Text provided =
+ + + +

Nkunda: Kiwanja was liberated by the CNDP on the 28th of October 2008. We were in Kiwanja for one week without any killing, any rape, any looting. One week later the government (FARDC), along with Mai Mai, attacked Kiwanja and they occupied Kiwanja for 24 hours. My forces went back from Kiwanja. And in 24 hours, 74 people were killed. And before we came back to Kiwanja the governor of Goma, in the morning, announced that in Kiwanja there were massacres. And I was asking myself, who is doing this? Because when I heard on the radio that there were massacres in Kiwanja, I called my guys on the ground and said, “Where are you?” They said, “We are in Rutshuru.” I said, “Who is doing this.” They said they did not know, that they were in Rutshuru. So we went back to Kiwanja on the afternoon of the 29th, or the 27th [Nkunda leans over to check dates with an advisor]. We went back 24 hours later and some people were killed in the crossfire. To that we can testify. Because the Mai Mai, they do not know how to shoot. They shoot where they want and when they were retreating they were shooting. And we saw that even the Hutu community in Rutshuru wrote a letter about that and they gave it and said they were not killed by CNDP.
Nienaber: Do you have a copy of that letter?
Nkunda: Yes, I do.
Nienaber: May we have a copy?
Nkunda: Yes. You will have a copy. [View page 1, 2, and 3 here] The president of the Hutu community in Rutshuru will tell you that they were not killed by CNDP. If it was the CNDP we would not be in Rutshuru today. And this letter is there, and the telephone is there and if you want we can bring you to Kiwanja. You ask the local leaders. You can meet the president of the Hutu community. He will confirm what I am telling you. How can I be managing Rutshuru and Masisi where there are 80 percent Hutu and then I come only to kill in Kiwanja? I have been here for four years. How can anyone imagine that? It is not true.

+ + + +

Exercise instructions = According to the interview excerpt, how many people were killed during the 24 hours that the government forces and Mai Mai occupied Kiwanja?

Excerpted data =
+ + + +

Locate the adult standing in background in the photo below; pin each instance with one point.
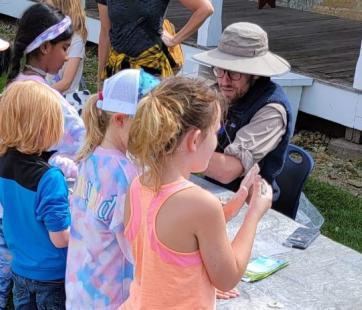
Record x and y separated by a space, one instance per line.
125 40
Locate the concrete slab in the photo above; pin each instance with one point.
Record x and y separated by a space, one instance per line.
345 149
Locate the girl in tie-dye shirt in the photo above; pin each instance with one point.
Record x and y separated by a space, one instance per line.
99 269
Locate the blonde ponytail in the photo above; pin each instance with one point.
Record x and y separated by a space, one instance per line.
164 116
96 123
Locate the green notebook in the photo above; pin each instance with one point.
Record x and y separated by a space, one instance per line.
262 267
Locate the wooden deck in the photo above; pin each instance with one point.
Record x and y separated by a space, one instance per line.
321 46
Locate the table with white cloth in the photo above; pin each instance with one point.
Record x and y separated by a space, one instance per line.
327 275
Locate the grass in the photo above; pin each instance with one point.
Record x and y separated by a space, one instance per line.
341 210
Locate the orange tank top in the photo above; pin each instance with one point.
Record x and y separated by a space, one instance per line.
164 278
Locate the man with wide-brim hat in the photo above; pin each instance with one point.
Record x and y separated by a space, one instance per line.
257 126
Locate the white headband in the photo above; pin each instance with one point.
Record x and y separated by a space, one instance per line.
49 34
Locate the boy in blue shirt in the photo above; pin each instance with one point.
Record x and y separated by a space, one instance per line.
33 194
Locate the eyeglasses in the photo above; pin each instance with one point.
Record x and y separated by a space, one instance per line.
219 73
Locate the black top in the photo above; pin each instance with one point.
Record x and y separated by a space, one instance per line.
127 36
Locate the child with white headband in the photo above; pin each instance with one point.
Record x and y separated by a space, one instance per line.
43 37
99 269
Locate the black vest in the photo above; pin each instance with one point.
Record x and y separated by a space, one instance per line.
263 92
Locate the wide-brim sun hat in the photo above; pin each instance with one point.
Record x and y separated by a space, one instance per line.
243 48
4 45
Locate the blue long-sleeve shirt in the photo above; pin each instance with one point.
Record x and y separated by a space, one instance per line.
34 196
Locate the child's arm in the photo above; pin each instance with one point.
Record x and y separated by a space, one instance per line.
60 239
225 262
233 206
52 207
104 43
70 70
76 53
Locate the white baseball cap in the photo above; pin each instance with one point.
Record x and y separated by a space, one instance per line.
122 91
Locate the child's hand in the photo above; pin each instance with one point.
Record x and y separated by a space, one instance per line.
261 199
247 183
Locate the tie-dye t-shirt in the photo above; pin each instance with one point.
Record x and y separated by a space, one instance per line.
99 271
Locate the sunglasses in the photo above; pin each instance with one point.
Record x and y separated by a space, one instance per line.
219 73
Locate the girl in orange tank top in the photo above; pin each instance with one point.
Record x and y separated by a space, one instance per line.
177 229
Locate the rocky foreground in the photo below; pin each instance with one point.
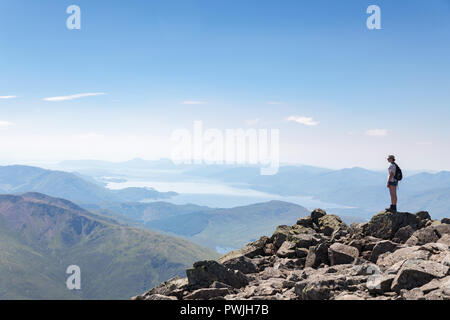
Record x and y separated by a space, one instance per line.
395 256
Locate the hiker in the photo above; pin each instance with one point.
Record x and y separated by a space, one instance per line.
395 175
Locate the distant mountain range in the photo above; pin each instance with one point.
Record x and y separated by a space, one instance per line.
355 187
362 189
41 236
74 187
220 229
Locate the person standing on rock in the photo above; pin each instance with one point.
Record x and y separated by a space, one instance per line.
395 175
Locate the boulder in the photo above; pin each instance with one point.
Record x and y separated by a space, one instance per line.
317 255
390 259
301 252
380 283
339 253
382 247
303 240
159 297
171 287
445 239
207 293
423 236
316 215
251 250
423 215
305 222
403 234
280 235
287 250
204 273
385 224
243 264
330 223
442 229
416 273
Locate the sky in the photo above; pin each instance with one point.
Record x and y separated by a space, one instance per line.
340 95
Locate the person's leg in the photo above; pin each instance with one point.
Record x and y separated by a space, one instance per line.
393 193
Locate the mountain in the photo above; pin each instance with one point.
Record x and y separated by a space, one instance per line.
40 236
216 228
394 256
355 187
20 179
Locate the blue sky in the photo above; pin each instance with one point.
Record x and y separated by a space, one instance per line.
367 92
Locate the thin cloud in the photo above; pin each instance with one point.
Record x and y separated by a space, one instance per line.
307 121
6 124
377 132
252 122
193 102
74 96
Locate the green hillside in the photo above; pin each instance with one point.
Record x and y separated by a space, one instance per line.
41 236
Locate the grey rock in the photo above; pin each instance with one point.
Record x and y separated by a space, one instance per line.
382 247
317 255
207 293
204 273
416 273
339 253
243 264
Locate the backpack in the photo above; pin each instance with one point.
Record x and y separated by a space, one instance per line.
398 173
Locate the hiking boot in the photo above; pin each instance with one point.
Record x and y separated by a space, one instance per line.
392 209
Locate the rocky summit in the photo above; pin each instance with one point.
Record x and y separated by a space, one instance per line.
395 256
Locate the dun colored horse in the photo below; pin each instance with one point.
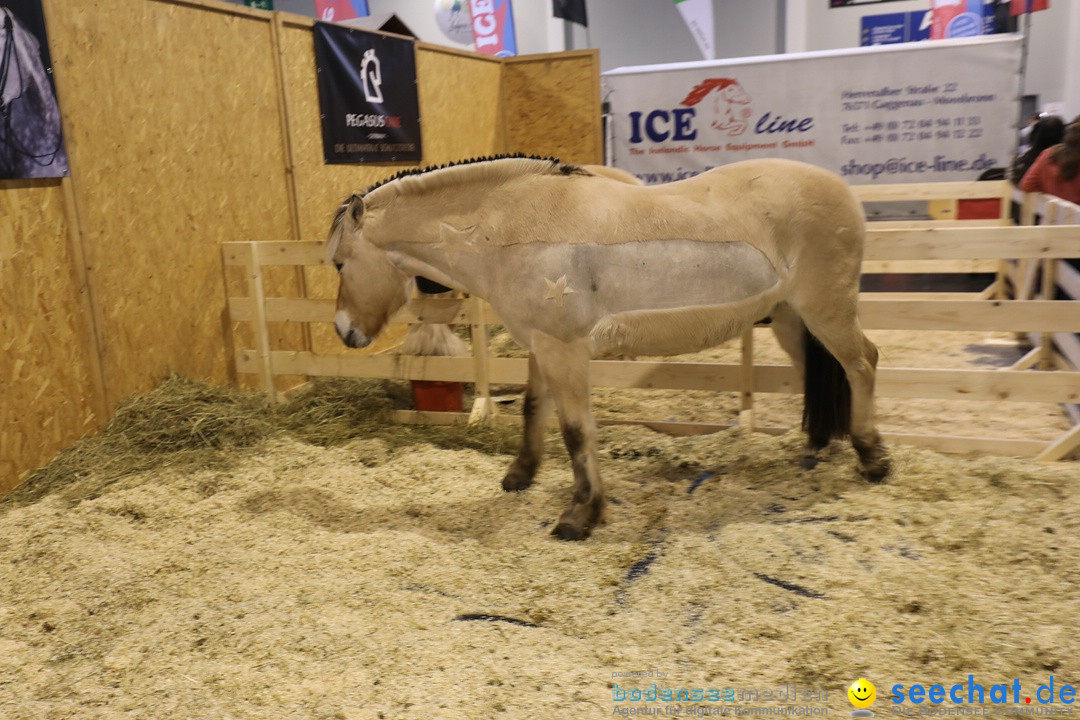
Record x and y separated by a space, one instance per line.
580 265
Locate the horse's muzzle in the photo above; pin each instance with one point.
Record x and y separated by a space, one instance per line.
350 336
354 338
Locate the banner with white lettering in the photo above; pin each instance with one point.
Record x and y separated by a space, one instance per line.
367 96
493 23
919 112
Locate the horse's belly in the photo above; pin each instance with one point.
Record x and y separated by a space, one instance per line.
655 297
674 273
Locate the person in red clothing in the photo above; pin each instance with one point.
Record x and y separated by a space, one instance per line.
1056 171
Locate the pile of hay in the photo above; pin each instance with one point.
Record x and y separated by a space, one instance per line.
312 560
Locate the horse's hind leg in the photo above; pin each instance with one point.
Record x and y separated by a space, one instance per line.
537 409
565 367
790 331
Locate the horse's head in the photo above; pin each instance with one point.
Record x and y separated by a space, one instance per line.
370 288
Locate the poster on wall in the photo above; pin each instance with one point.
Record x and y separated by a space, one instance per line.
367 96
916 112
890 28
493 26
335 11
31 138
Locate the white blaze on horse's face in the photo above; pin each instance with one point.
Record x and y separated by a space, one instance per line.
370 289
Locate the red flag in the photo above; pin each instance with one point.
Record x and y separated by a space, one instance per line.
1021 7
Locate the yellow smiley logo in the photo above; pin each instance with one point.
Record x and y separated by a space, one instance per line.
862 693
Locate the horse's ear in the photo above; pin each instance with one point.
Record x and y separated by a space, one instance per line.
355 208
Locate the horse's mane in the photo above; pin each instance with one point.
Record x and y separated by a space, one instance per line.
491 168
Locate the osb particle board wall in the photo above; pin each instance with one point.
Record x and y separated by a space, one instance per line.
552 105
46 377
189 123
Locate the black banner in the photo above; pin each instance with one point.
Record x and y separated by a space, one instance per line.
367 96
31 137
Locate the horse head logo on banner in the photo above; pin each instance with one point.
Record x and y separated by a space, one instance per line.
372 75
730 104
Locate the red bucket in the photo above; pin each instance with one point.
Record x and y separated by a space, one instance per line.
437 395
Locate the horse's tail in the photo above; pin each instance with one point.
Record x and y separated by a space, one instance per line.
826 408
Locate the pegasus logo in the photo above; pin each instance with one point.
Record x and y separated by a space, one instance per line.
372 76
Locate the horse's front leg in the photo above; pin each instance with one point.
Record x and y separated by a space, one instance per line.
565 368
537 409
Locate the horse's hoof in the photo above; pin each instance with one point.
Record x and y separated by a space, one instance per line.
515 483
878 472
567 531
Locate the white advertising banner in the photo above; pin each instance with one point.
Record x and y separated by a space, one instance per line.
916 112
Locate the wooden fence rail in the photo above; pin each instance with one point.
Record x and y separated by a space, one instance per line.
933 247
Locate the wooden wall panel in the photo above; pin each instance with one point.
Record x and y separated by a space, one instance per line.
46 389
176 146
552 106
190 123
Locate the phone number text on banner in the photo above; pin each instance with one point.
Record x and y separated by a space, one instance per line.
367 96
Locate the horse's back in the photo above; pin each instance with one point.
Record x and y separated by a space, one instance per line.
800 204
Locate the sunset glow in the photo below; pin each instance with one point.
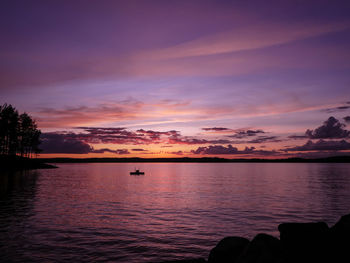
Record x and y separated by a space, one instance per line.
147 79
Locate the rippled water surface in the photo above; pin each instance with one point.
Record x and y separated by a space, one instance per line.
98 212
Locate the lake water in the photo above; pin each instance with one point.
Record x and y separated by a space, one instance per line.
98 212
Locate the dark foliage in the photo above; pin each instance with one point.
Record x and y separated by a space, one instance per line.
18 133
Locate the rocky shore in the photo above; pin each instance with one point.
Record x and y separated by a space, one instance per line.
298 242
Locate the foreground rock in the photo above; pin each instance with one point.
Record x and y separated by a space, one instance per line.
228 250
299 242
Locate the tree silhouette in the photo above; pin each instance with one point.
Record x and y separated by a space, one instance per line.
18 133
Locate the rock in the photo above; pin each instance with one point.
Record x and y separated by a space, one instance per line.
263 249
305 242
228 250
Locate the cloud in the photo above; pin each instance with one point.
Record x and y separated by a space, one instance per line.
178 139
217 130
60 143
263 139
57 143
343 107
118 151
255 36
177 153
139 150
331 129
321 145
219 149
297 137
240 134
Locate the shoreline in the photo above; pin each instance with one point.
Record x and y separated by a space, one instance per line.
298 242
335 159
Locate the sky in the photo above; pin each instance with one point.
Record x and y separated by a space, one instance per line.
185 78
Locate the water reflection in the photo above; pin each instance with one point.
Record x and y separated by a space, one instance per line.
98 212
17 197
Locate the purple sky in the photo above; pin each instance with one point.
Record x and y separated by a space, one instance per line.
164 70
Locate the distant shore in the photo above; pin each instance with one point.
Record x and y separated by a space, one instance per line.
335 159
22 163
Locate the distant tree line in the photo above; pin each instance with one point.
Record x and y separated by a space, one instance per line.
19 134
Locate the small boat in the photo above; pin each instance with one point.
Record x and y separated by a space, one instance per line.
137 172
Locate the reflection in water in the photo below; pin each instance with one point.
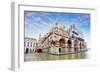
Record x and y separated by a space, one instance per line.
47 57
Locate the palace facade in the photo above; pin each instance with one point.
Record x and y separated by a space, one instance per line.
62 40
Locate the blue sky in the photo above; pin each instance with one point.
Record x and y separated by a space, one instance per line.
37 23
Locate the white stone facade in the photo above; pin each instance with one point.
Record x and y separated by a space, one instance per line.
30 44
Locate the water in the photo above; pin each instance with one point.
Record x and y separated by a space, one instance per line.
47 57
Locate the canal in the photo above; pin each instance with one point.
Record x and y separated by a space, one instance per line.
47 57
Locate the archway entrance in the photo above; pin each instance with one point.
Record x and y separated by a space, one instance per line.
76 43
62 42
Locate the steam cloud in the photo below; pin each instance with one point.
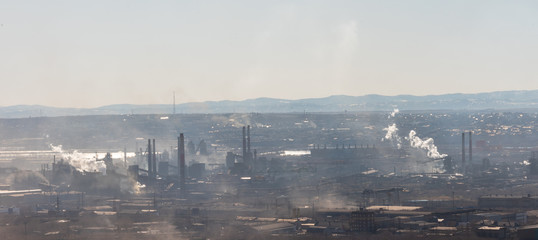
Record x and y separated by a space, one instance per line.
79 161
414 141
426 144
392 135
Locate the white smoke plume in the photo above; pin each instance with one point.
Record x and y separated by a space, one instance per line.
414 141
392 135
79 160
426 144
393 113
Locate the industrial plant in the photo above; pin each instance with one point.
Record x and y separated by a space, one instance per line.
364 175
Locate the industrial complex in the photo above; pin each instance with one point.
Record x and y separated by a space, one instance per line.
271 176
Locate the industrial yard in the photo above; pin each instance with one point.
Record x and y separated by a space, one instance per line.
371 175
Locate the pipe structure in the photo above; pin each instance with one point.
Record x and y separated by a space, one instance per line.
244 145
154 159
150 165
248 139
470 147
181 151
463 151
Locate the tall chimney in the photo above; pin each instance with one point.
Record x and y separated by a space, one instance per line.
181 152
154 167
244 145
463 151
150 165
248 139
470 147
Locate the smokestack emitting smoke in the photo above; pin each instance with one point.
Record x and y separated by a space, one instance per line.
392 135
414 141
154 167
248 138
470 147
78 160
426 144
463 150
244 145
181 151
150 165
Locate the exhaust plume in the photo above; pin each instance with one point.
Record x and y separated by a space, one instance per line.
79 161
426 144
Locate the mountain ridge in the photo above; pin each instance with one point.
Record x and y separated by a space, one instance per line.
517 99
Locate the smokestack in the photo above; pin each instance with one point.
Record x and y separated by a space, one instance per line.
154 167
248 139
463 151
470 147
181 153
150 165
244 145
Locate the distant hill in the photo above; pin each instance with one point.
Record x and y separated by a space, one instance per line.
493 100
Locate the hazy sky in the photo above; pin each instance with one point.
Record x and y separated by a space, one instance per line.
93 53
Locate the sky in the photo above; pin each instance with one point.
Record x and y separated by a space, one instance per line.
95 53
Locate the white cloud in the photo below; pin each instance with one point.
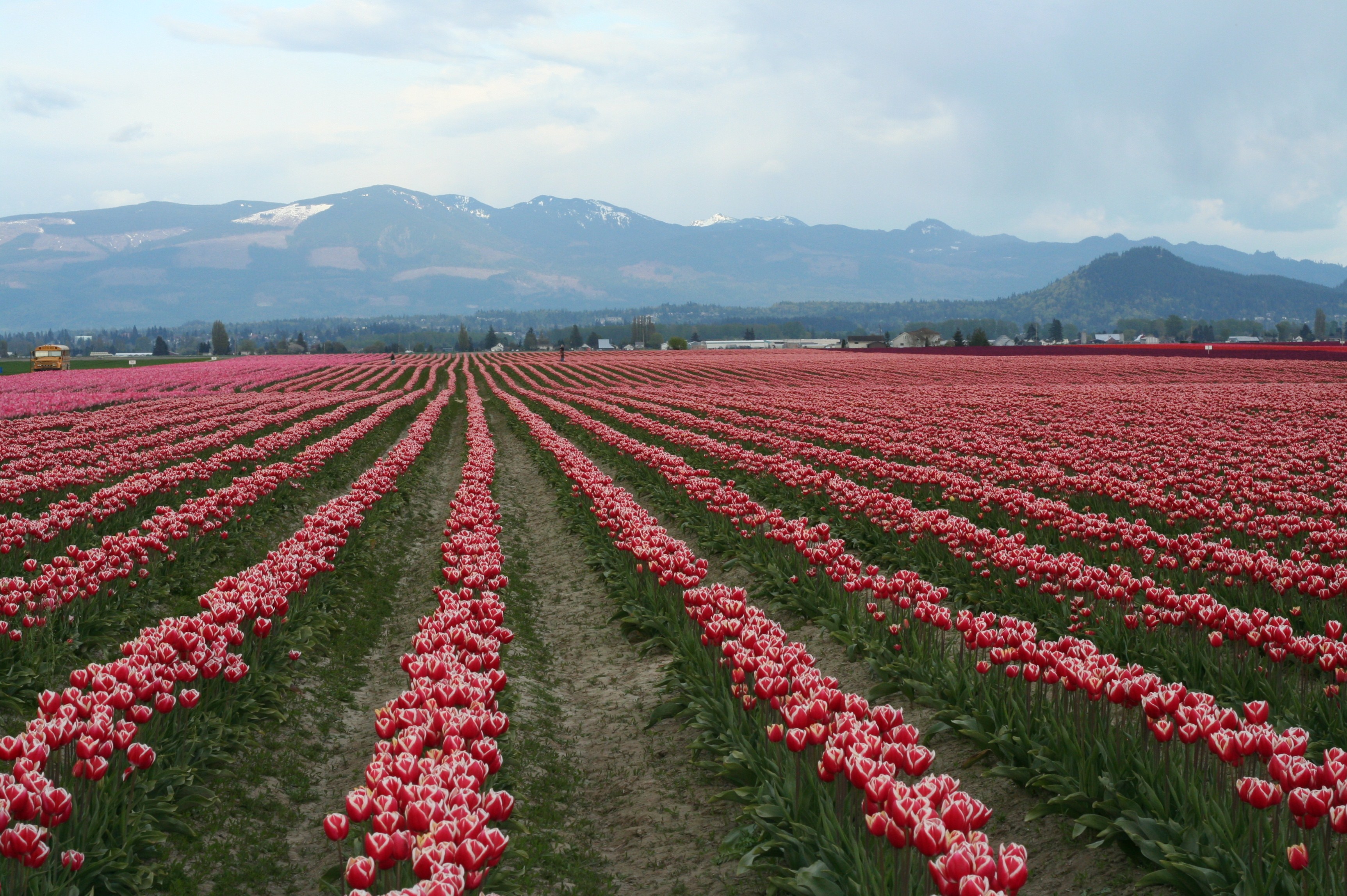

+ + + +

Solution for this exercise = 74 people were killed.